Problem set:
1. According to the article on client experience, what email response hours are offered as an example to tell a client at the start of the relationship?
2. Reproduce the passage of the article on client experience that starts with "For instance, maybe" and goes on through "check for themselves.".

Document segment:
-- Opening Marker --
Put the Client at the Center of Your Thinking
Whenever you make a decision, implement a new process or purchase new technology, stop and think about how it will affect the client experience. Look at it from their point of view.
- Will this improve outcomes for clients?
- Will this make the client’s experience easier?
- Will this build trust with the client?
- Will this reduce my client’s confusion?
- How would I react if my lawyer (or accountant, dentist, etc.) implemented this type of process?
This kind of thinking doesn’t only apply to new processes either. Take a look at your current systems and try to spot areas where you could improve the client experience. Somewhere between the first consultation and final billing, there are usually improvements to be made.
For instance, maybe you’ve noticed some agitation on your client’s side when they have to fill out multiple forms without specific guidance, or when something requires an in-person meeting for your convenience and not theirs.
By identifying small dissatisfactions, you can find opportunities to correct them and be on your way to building a happier client base..
Generally speaking, the world is getting any easier to deal with, so you can help clients by not adding to list of challenging complexities they're dealing with. These days, many people just want to know what's going on without additional hassle.
To accommodate this in your own practice, you don’t need to develop an app, but you should think about how you can provide consistent communication about a matter, or provide clients a way to check for themselves.
Some firms are using secure file-sharing and case management solutions that enable clients to check in on documents, upcoming court dates and other deadlines through an online portal, for example. Improving transparency with clients will also improve their trust in you and your practice.
Be Accessible to your Clients
First off, you don’t need to be accessible to your clients 24/7 and should have a life outside of work. However, during your business hours, you should have systems in place that help you field inquiries and respond in a reasonable amount of time. No one likes to call a phone that is never answered.Here are some ways to be more accessible to your clients.
Here are some ways to be more accessible to your clients:
Set Expectations for Communication
Setting expectations is the best way to ensure that your clients don’t feel ignored and you don’t feel overwhelmed.
For example, at the beginning of your client relationship you could tell your client that you respond to emails from 9 am - 11 am and 3 pm - 5 pm. Or, you could tell them that you are available for calls in the afternoons because mornings are for concentrated work. If people know what to expect then they are less likely to jump to their own conclusions.
This way you aren’t interrupted during deep work sessions and they aren’t sitting at home wondering why you aren’t returning their calls.
Use More Than One Communication Method
Clients should be clear on how to contact you. Will you allow them to text you? Or do you strictly use email and phone calls? Do you have an answering service, a messaging app, or other tools that they should know about?
Whatever you choose, it’s best practice to give your clients more than one way to communicate with you, and offer some guidelines about what types of communication are best based on specific needs (like a simple question vs a lengthy conversation about a case development).
-- Closing Marker --
Source data:
-- Opening Marker --
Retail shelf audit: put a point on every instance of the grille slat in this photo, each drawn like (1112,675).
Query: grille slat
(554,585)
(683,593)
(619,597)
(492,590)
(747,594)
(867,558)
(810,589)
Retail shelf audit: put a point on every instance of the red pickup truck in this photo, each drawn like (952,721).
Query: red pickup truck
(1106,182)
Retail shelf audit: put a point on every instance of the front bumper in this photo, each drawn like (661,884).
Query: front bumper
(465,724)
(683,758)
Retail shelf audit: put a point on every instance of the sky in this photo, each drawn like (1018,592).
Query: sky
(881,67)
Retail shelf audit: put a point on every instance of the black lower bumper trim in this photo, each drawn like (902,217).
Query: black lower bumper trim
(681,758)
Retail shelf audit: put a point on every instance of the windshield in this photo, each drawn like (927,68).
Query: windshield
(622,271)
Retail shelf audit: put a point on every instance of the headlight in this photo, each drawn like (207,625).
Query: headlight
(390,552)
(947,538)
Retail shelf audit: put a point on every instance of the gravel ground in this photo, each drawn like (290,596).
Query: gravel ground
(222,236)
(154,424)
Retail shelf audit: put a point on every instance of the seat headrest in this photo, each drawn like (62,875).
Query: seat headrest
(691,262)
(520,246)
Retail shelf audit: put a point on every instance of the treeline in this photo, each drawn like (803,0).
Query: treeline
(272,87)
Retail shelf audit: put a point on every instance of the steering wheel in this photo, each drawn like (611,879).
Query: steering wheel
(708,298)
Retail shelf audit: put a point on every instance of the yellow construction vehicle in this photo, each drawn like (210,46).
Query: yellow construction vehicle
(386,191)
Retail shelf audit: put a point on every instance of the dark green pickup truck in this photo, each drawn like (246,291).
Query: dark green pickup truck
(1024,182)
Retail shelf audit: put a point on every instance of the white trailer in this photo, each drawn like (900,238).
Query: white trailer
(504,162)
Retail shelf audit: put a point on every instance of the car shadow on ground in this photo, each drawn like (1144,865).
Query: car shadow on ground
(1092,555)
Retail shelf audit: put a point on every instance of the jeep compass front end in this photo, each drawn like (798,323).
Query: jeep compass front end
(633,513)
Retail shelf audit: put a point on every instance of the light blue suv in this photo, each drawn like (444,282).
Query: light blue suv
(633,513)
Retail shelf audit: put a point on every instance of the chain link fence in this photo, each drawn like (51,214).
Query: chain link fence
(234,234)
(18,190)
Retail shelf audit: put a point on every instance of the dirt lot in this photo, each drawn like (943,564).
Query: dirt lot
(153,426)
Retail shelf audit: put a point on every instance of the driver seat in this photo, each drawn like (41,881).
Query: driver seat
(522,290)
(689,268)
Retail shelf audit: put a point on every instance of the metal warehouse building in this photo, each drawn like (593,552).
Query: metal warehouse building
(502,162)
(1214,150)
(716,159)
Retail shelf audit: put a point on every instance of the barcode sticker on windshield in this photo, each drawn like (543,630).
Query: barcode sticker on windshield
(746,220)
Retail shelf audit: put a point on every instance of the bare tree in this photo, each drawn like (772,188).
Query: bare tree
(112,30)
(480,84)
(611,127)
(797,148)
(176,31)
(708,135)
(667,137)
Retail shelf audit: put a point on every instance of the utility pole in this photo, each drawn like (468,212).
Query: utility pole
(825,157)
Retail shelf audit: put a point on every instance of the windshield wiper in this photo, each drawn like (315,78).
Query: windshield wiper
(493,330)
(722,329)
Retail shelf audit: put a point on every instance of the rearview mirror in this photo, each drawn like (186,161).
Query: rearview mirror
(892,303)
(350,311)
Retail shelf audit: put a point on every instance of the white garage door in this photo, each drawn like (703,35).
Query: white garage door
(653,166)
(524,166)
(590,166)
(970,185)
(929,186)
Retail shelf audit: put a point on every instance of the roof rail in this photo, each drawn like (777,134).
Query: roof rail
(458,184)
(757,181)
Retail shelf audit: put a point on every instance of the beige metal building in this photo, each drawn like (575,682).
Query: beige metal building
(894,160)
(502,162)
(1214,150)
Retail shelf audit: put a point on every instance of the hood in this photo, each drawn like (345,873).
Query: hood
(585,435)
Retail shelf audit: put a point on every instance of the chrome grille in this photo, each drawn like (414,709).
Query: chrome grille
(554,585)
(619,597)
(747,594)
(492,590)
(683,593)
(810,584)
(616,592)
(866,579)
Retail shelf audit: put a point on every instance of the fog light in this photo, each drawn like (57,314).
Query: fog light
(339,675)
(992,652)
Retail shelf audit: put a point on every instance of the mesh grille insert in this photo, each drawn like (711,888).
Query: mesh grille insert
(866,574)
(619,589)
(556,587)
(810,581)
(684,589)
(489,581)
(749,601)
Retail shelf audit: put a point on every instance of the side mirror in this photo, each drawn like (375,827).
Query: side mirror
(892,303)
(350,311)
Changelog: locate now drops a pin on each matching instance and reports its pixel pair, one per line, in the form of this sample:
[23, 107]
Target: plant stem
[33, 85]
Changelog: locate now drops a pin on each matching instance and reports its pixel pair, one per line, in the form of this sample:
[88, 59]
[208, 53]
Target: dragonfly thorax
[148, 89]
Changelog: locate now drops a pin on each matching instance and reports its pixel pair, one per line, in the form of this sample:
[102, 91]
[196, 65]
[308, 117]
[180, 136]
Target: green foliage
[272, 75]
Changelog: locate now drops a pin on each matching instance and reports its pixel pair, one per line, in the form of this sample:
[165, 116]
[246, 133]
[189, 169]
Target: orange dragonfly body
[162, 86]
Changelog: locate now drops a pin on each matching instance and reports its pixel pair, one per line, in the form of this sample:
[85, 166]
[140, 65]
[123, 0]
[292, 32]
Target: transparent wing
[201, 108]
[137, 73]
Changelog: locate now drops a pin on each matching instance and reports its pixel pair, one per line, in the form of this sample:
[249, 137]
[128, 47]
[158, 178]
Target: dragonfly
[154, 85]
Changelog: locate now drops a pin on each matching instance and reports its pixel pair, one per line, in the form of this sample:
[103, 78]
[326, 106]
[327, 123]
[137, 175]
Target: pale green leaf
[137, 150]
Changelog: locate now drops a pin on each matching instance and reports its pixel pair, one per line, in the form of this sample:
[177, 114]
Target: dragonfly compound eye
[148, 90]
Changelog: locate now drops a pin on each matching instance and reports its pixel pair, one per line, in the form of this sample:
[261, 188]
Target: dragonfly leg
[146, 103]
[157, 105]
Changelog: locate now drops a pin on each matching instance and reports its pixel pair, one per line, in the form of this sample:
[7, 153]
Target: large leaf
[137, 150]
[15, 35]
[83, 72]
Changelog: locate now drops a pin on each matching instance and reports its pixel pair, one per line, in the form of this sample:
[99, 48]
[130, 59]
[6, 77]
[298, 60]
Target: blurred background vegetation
-- Closing Marker --
Responses to the tasks:
1. 9 am to 11 am and 3 pm to 5 pm.

2.
For instance, maybe you’ve noticed some agitation on your client’s side when they have to fill out multiple forms without specific guidance, or when something requires an in-person meeting for your convenience and not theirs.
By identifying small dissatisfactions, you can find opportunities to correct them and be on your way to building a happier client base..
Generally speaking, the world is getting any easier to deal with, so you can help clients by not adding to list of challenging complexities they're dealing with. These days, many people just want to know what's going on without additional hassle.
To accommodate this in your own practice, you don’t need to develop an app, but you should think about how you can provide consistent communication about a matter, or provide clients a way to check for themselves.